___ Text passage ___

Supreme Court of Arkansas

November 21, 2019

ERNEST BROWN APPELLANT
v.
STATE OF ARKANSAS APPELLEE

          PRO SE APPEAL FROM THE CRITTENDEN COUNTY CIRCUIT COURT [NO. 18CR-09-44] HONORABLE JOHN N. FOGLEMAN, JUDGE

          Ernest Brown, pro se appellant.

          Leslie Rutledge, Att'y Gen., by: Brad Newman, Ass't Att'y Gen., for appellee.

          Rhonda K. Wood, Associate justice

         Ernest Brown appeals the circuit court's denial of his pro se petition for writ of error coram nobis. Brown contends that the writ should issue and the judgment be vacated because his defense counsel coerced him into pleading guilty. Because Brown has failed to demonstrate that the circuit court abused its discretion, we affirm.

         In 2009, Brown entered a plea of guilty to aggravated robbery and was sentenced to 180 months' imprisonment. Imposition of an additional 120 months' imprisonment was suspended. In 2018, Brown filed his petition for a writ of error coram nobis. He alleged that his counsel did not advise him correctly on the percentage of his sentence that he would be required to serve before becoming parole eligible or the effect that his prior convictions would have on his parole eligibility.

         We review a circuit court's decision on a petition for writ of error coram nobis for abuse of discretion. Newman v. State, 2014 Ark. 7. An abuse of discretion occurs when the court acts arbitrarily or groundlessly. Nelson v. State, 2014 Ark. 91, 431 S.W.3d 852. A writ of error coram nobis is an extraordinarily rare remedy. State v. Larimore, 341 Ark. 397, 17 S.W.3d 87 (2000). The function of the writ is to secure relief from a judgment when there existed some fact that would have prevented its rendition if it had been known to the trial court and that, through no negligence or fault of the defendant, was not brought forward prior to the judgment. Newman v. State, 2009 Ark. 539, 354 S.W.3d 61. The writ is allowed only under compelling circumstances to achieve justice and to address errors of the most fundamental nature. Dednam v. State, 2019 Ark. 8, 564 S.W.3d 259. A writ of error coram nobis is available to address certain errors that are found in one of four categories. Howard v. State, 2012 Ark. 177, 403 S.W.3d 38. Error coram nobis proceedings are attended by a "strong presumption" that the judgment of conviction is valid. Nelson, 2014 Ark. 91, at 3, 431 S.W.3d at 854.

___

### What to do
[1] Which court decisions does the Arkansas opinion above cite? List each distinct decision with its citation.
[2] Resume the Arkansas court opinion above, starting after its last sentence.

___ Data records ___

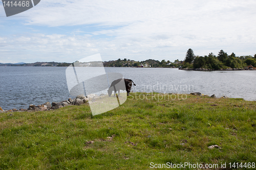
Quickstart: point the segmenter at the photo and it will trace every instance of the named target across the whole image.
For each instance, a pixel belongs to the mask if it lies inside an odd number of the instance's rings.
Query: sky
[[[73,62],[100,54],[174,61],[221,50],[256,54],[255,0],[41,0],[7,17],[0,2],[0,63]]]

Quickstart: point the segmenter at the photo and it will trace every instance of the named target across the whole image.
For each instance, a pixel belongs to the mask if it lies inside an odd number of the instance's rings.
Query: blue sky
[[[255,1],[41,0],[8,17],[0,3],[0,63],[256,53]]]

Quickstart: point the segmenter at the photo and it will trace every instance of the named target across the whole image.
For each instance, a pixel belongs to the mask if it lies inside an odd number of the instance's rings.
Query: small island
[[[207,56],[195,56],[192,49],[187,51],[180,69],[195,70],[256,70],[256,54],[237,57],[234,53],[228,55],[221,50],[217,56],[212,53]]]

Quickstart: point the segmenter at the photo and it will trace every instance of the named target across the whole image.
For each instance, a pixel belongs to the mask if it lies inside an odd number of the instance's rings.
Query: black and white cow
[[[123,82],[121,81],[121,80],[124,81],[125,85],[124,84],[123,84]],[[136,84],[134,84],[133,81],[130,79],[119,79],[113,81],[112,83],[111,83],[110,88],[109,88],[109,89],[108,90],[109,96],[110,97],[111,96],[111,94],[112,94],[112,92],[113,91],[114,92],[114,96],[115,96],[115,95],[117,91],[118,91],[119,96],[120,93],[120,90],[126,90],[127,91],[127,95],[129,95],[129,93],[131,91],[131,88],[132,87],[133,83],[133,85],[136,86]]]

___
___ Data records ___

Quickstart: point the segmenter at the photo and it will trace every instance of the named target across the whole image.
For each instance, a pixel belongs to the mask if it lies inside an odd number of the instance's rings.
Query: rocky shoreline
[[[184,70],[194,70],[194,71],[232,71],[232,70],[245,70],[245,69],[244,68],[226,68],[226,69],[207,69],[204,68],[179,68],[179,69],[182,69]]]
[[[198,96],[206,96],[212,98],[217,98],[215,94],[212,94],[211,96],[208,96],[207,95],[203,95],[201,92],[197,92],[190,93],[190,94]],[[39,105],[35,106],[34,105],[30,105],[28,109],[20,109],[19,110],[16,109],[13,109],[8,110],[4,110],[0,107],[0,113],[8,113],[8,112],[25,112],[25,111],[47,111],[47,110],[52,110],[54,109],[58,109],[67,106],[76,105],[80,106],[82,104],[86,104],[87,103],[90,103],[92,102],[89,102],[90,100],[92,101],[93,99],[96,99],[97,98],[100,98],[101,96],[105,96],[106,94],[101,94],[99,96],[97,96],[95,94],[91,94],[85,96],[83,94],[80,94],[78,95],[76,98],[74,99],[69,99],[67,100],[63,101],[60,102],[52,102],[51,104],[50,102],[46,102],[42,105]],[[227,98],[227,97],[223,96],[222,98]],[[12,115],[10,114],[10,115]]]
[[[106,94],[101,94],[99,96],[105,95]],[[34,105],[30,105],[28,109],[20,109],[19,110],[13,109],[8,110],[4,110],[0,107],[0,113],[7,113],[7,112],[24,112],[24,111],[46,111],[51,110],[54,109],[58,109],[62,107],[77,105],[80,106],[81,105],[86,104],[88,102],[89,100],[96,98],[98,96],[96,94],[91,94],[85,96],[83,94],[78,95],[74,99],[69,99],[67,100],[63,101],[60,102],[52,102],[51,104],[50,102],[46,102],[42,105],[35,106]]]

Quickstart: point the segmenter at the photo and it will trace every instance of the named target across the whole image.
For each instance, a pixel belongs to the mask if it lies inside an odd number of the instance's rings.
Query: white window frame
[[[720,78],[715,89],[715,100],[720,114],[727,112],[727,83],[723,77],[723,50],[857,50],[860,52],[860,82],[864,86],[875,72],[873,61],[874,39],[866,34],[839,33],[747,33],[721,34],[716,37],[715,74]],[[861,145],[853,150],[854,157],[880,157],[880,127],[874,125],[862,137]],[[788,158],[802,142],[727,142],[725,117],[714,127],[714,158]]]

___
___ Data records ___

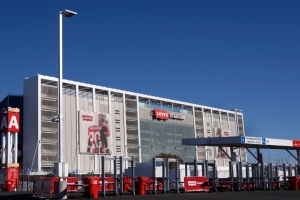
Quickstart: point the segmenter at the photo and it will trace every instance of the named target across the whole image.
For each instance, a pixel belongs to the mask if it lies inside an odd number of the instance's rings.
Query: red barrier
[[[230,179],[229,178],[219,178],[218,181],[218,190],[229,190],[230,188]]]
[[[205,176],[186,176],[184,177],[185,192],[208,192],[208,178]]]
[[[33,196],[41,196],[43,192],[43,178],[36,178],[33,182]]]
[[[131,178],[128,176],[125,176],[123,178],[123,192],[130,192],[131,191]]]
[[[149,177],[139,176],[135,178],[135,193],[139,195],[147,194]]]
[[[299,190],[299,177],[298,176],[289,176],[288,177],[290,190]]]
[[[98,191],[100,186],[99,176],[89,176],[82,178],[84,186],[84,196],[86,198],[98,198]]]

___

### The answers
[1]
- Newman v. State, 2014 Ark. 7
- Nelson v. State, 2014 Ark. 91, 431 S.W.3d 852
- State v. Larimore, 341 Ark. 397, 17 S.W.3d 87 (2000)
- Newman v. State, 2009 Ark. 539, 354 S.W.3d 61
- Dednam v. State, 2019 Ark. 8, 564 S.W.3d 259
- Howard v. State, 2012 Ark. 177, 403 S.W.3d 38

[2]
         Brown argues he was coerced into pleading guilty, and therefore, the circuit court abused its discretion in denying the writ. His arguments for issuance of the writ were that (1) his attorney induced him to plead guilty by letting him believe he would be parole eligible sooner; (2) counsel did not inform him of the full effect of his prior convictions; and (3) counsel was inadequate by withholding the knowledge of the effect of his prior convictions on his parole-eligibility status.

         To prevail on a claim of writ of error coram nobis on the ground that a plea was coerced, the petitioner bears the burden of establishing that the plea was the result of fear, duress, or threats of mob violence. Hall v. State, 2018 Ark. 319, 558 S.W.3d 867.

         The allegation that a guilty plea was coerced in the sense that it was involuntarily and unknowingly given as a result of erroneous advice does not constitute a showing of a coerced plea within the scope of a coram nobis proceeding. Griffin v. State, 2018 Ark. 10, 535 S.W.3d 261; see also Green v. State, 2016 Ark. 386, 502 S.W.3d 524 (Erroneous advice regarding parole-eligibility status did not support a claim of a coerced plea and thus did not provide a basis for coram nobis relief.). We have held that a petitioner's allegation that he or she was induced to plead guilty by virtue of improvident advice from counsel constitutes an allegation of ineffective assistance of counsel. Griffin, 2018 Ark. 10, 535 S.W.3d 261. An allegation of ineffective assistance of counsel is not cognizable in a coram nobis proceeding. White v. State, 2015 Ark. 151, 460 S.W.3d 285.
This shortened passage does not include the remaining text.